**SUPPLIED DATA**.

-------

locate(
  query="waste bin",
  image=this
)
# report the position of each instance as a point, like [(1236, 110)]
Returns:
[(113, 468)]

-------

**ASSIGNED TASK**. The expected result is every record above, duplicated exactly.

**RESPONSE TO THIS EXERCISE**.
locate(
  query="waste bin",
  image=this
)
# report the position of each instance as a point, like [(1236, 110)]
Returns:
[(113, 468)]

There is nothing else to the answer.